▸ **Work to do**
In the lines running from the one that contains "Accessibility tool request: describe where the orange beak" through the one that contains "xmin=367 ymin=186 xmax=488 ymax=323", inclusive, change "screen reader" to "braille display" and write those lines out again with nothing else altered.

▸ **Provided material**
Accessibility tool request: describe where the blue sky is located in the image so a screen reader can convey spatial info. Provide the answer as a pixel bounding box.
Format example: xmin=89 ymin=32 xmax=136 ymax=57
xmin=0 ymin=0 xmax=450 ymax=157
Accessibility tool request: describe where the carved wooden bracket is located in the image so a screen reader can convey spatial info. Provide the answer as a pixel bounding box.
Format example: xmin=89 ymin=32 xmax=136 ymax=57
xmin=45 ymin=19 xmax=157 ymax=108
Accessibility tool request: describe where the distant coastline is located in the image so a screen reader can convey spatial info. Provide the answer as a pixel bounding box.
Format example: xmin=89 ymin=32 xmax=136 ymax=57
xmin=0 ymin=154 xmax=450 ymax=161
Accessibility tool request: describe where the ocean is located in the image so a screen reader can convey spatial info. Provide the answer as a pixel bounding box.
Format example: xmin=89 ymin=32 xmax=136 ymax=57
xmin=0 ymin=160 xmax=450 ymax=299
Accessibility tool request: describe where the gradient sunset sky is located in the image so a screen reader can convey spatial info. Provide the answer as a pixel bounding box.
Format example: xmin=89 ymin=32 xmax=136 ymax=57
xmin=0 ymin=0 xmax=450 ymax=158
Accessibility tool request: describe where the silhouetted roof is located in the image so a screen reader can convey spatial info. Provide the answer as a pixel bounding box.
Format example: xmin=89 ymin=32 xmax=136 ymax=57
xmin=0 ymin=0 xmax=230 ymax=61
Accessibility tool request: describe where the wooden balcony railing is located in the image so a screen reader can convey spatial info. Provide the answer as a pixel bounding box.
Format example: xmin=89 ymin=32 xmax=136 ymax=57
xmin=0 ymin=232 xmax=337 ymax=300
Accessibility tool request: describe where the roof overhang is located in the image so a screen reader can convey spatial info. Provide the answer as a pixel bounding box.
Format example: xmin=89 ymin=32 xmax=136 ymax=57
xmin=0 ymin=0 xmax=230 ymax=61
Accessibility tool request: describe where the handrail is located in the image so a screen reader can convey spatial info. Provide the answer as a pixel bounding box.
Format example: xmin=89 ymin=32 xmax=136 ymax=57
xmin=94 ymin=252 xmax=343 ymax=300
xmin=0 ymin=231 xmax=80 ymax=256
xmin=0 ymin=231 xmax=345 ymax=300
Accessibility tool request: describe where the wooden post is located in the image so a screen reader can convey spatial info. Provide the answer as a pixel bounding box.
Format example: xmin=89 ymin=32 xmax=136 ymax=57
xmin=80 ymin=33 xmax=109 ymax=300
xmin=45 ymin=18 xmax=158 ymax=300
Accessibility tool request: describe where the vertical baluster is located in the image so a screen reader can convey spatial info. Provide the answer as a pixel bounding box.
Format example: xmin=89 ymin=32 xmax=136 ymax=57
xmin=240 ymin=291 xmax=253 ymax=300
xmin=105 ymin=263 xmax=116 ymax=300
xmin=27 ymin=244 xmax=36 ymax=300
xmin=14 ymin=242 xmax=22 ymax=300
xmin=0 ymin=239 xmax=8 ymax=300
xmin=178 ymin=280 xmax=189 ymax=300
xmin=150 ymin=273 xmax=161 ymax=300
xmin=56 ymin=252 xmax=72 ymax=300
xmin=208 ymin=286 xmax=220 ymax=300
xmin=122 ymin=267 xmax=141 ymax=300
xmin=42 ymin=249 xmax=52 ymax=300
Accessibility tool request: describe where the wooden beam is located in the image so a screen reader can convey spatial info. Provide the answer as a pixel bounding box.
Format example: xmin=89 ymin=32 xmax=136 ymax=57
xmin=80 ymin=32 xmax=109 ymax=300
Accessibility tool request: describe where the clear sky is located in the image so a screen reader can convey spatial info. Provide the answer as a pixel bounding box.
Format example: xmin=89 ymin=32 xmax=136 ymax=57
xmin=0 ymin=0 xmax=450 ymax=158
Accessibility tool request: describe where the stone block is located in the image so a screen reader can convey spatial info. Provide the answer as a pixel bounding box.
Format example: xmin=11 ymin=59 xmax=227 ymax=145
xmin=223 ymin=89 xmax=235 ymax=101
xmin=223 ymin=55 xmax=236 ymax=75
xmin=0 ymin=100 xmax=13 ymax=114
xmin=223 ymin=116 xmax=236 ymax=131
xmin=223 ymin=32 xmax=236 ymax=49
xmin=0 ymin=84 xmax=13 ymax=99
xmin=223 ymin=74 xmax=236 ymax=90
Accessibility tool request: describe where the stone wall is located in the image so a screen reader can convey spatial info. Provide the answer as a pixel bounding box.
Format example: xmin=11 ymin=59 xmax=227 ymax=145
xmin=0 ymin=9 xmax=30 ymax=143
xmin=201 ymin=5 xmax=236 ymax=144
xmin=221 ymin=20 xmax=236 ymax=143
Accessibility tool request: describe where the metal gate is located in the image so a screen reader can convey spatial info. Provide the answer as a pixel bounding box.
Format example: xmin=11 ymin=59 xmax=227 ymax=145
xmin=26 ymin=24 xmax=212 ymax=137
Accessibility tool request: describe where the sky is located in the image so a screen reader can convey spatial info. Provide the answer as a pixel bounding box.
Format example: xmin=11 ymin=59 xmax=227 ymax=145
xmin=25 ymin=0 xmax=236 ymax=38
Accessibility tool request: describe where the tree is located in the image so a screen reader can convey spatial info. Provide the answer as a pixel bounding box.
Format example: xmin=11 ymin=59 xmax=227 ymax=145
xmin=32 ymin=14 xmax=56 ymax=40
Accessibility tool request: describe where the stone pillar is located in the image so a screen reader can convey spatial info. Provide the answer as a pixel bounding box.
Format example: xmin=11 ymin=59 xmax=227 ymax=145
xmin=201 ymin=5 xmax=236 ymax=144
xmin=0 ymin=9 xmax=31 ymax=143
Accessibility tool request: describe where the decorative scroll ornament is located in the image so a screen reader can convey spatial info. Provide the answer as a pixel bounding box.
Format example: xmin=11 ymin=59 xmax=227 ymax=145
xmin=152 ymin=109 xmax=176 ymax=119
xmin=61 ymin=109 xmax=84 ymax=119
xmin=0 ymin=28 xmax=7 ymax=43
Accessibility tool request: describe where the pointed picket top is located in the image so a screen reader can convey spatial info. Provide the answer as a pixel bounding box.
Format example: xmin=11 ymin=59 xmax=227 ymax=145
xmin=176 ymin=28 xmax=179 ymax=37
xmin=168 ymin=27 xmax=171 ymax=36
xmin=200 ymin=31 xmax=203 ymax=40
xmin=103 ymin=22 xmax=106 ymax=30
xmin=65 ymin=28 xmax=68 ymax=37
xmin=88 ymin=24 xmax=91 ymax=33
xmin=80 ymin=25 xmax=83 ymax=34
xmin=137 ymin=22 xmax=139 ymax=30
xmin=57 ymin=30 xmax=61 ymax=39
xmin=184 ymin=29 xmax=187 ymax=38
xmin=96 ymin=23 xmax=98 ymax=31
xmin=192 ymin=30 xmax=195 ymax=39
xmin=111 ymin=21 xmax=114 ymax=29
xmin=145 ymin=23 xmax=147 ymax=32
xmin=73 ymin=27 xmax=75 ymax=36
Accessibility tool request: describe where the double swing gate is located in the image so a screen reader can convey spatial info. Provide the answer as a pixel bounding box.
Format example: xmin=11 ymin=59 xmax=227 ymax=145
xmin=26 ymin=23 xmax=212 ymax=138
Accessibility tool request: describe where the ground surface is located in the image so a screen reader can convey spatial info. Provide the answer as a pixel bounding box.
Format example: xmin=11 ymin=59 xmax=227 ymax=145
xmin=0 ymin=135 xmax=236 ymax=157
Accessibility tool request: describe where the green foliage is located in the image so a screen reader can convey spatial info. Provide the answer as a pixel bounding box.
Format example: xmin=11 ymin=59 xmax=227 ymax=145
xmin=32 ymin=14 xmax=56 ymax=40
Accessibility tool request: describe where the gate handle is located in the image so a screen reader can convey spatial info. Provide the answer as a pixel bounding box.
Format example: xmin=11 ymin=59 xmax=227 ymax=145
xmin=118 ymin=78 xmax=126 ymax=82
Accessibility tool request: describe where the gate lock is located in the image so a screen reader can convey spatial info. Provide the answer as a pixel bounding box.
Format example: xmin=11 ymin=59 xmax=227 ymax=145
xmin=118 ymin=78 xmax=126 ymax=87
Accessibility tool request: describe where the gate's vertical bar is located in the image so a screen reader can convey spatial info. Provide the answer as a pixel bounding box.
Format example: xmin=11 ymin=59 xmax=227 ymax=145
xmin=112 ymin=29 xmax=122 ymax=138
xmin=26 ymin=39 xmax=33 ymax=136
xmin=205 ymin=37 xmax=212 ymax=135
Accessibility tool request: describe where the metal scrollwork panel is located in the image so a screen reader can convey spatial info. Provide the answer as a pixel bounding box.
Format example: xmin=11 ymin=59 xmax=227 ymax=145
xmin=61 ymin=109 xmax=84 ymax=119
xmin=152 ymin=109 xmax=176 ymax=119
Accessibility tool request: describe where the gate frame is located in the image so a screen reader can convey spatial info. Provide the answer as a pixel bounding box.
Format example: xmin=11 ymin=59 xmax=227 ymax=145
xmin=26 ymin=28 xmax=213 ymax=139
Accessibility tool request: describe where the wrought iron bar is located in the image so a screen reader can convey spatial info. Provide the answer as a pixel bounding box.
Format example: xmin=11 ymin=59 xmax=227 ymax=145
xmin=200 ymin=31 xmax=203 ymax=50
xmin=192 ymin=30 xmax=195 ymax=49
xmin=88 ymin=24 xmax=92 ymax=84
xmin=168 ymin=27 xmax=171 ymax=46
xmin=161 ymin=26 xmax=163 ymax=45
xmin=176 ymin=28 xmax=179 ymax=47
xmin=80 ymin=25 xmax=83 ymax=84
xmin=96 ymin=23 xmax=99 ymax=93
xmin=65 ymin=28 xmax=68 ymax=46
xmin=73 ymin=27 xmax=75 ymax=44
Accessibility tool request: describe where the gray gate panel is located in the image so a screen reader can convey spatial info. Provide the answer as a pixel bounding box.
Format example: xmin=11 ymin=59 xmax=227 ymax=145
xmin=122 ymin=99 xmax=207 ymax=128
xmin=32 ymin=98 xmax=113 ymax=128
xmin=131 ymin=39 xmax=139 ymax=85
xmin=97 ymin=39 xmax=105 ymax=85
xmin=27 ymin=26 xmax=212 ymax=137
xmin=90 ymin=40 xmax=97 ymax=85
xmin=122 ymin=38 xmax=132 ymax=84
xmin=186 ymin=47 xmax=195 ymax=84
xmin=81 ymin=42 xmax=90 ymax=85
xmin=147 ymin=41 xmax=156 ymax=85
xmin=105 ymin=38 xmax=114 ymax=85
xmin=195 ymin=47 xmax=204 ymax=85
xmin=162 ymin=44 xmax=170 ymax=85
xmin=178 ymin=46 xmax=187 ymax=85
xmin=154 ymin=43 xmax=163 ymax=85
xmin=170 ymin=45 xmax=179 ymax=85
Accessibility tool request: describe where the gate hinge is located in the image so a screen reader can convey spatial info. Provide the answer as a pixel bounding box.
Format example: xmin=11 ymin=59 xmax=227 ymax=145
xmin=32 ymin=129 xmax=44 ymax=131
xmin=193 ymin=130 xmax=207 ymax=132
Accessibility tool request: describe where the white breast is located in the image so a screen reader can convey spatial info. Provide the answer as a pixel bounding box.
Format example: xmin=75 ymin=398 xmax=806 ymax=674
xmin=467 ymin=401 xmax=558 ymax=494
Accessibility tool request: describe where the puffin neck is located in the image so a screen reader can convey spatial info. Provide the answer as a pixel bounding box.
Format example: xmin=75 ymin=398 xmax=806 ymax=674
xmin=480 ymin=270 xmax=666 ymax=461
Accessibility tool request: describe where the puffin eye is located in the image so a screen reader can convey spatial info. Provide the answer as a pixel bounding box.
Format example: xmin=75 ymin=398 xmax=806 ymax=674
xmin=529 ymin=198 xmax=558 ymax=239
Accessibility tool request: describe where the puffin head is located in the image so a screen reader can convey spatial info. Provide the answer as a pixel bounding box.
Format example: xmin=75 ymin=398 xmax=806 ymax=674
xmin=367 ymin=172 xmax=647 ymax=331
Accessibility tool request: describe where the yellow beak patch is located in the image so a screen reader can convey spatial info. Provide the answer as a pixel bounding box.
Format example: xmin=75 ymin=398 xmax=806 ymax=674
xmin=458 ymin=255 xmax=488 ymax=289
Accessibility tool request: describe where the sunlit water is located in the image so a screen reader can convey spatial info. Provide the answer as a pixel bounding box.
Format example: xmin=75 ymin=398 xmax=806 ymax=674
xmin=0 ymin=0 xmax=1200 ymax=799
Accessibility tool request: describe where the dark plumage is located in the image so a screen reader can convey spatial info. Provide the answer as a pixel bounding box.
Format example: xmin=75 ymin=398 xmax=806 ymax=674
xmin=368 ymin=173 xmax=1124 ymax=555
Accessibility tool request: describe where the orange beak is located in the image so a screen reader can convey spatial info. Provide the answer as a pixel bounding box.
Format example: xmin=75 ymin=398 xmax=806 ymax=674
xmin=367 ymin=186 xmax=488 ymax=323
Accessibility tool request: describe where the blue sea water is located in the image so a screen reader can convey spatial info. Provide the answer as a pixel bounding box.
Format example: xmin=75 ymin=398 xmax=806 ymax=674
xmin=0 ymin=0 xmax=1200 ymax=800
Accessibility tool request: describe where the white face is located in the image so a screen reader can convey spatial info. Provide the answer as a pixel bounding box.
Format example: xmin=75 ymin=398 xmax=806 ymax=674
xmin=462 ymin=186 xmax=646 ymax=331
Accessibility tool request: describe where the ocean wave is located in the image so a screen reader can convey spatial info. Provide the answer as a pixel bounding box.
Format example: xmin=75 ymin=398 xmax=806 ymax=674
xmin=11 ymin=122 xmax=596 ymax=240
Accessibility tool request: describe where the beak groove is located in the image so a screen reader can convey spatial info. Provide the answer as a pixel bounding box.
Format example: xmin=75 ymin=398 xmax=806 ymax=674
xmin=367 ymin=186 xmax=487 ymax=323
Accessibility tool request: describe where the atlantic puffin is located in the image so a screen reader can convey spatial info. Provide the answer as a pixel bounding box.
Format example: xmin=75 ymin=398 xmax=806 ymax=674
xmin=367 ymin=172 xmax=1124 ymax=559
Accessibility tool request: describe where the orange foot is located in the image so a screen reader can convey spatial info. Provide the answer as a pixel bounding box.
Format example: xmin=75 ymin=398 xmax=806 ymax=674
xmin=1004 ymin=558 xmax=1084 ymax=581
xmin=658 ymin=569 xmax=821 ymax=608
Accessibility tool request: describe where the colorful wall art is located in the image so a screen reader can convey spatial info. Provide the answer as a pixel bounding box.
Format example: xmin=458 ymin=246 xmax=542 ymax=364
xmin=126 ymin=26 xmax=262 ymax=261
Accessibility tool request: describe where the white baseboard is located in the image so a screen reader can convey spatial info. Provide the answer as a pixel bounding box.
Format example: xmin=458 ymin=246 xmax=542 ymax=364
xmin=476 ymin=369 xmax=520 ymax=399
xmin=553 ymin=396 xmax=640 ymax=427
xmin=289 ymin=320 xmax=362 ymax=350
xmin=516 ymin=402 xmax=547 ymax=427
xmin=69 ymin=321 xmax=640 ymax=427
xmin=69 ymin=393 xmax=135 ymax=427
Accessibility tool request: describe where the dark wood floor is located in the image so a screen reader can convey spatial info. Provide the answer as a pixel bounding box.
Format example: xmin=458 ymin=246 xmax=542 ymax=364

▸ **Written answer**
Accessibility tool request: describe where the orange beak is located in the image so a braille display can convey spatial info. Provide the answer as a pixel bounding box.
Format example: xmin=75 ymin=398 xmax=806 ymax=674
xmin=367 ymin=186 xmax=488 ymax=323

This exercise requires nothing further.